Records:
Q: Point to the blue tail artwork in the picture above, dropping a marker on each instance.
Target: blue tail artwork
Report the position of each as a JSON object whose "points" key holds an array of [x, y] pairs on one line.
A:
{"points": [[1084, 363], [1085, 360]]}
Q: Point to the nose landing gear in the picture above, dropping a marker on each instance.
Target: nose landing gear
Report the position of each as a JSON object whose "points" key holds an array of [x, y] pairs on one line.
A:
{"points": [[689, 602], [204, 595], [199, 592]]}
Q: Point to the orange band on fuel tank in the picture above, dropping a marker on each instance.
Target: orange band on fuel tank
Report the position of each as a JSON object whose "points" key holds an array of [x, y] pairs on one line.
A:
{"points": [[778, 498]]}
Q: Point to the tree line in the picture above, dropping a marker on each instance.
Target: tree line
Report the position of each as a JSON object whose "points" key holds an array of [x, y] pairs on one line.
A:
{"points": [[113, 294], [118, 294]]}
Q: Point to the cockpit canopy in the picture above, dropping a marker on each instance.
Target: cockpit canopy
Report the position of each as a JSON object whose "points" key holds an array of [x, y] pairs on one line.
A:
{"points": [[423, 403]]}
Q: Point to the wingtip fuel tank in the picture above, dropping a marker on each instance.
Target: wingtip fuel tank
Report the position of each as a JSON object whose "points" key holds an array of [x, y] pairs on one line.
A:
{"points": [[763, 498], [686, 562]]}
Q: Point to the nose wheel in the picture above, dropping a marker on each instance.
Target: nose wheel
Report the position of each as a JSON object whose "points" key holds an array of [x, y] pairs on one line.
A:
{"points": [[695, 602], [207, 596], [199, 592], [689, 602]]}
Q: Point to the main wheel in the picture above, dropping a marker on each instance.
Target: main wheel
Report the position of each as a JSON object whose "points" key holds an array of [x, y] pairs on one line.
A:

Set problem: Could you write out all the entries again, replacing every "fuel tank" with "drop tank" and leaving everything else unchanged?

Exercise result:
Q: Point to the blue tail artwork in the picture above, dropping a marker on each instance.
Target: blue tail artwork
Report the position of each as a JSON object whose "points" key holds an array of [x, y] pairs on one line.
A:
{"points": [[1084, 363], [1085, 360]]}
Q: Point to the nose landing gear in the picture above, dropping a marker on each instance.
Target: nose landing gear
Report the position of each as a JSON object whose "points" key holds an array of [x, y] pairs on one line.
A:
{"points": [[689, 602], [204, 595], [199, 592]]}
Q: Point to the orange band on drop tank in the picture above, dropping a marker on each instance.
Target: orange band on drop tank
Report the position of each as a JSON object whose "points" key holds an array of [x, y] pairs on one line.
A:
{"points": [[778, 498]]}
Q: Point to the tree line in the picture above, dropping a marker on each instance.
Target: tree line
Report the position of each as a JSON object whose "points" key holds an array of [x, y] pairs on one line.
A:
{"points": [[113, 294], [118, 294]]}
Q: Point to the cockpit canopy in the picture above, dropping a marker on each instance.
Target: cockpit canopy
Report the position of each as a JSON object whose "points" key holds an array of [x, y] pairs on one line.
A:
{"points": [[423, 403]]}
Q: Point to the wingtip drop tank in the picture above, dropping a marker on each instance.
Target: wingtip drop tank
Report the position of each as a JSON object whose "points" key holds an array of [x, y] pairs on one line.
A:
{"points": [[763, 498], [686, 562]]}
Q: Point to the nose wheel in the picture above, dropping a marker on each instance.
Target: nose wheel
Report the position of each as a JSON object whose "points" key holds an array of [x, y] pairs on one line.
A:
{"points": [[695, 602], [207, 596], [199, 592], [689, 602]]}
Q: Point to the main wheel in the picture above, dropping a marker on each instance.
Target: main wheel
Report the position of each as a JSON object whose "points" key holds an array of [x, y] pairs on one line.
A:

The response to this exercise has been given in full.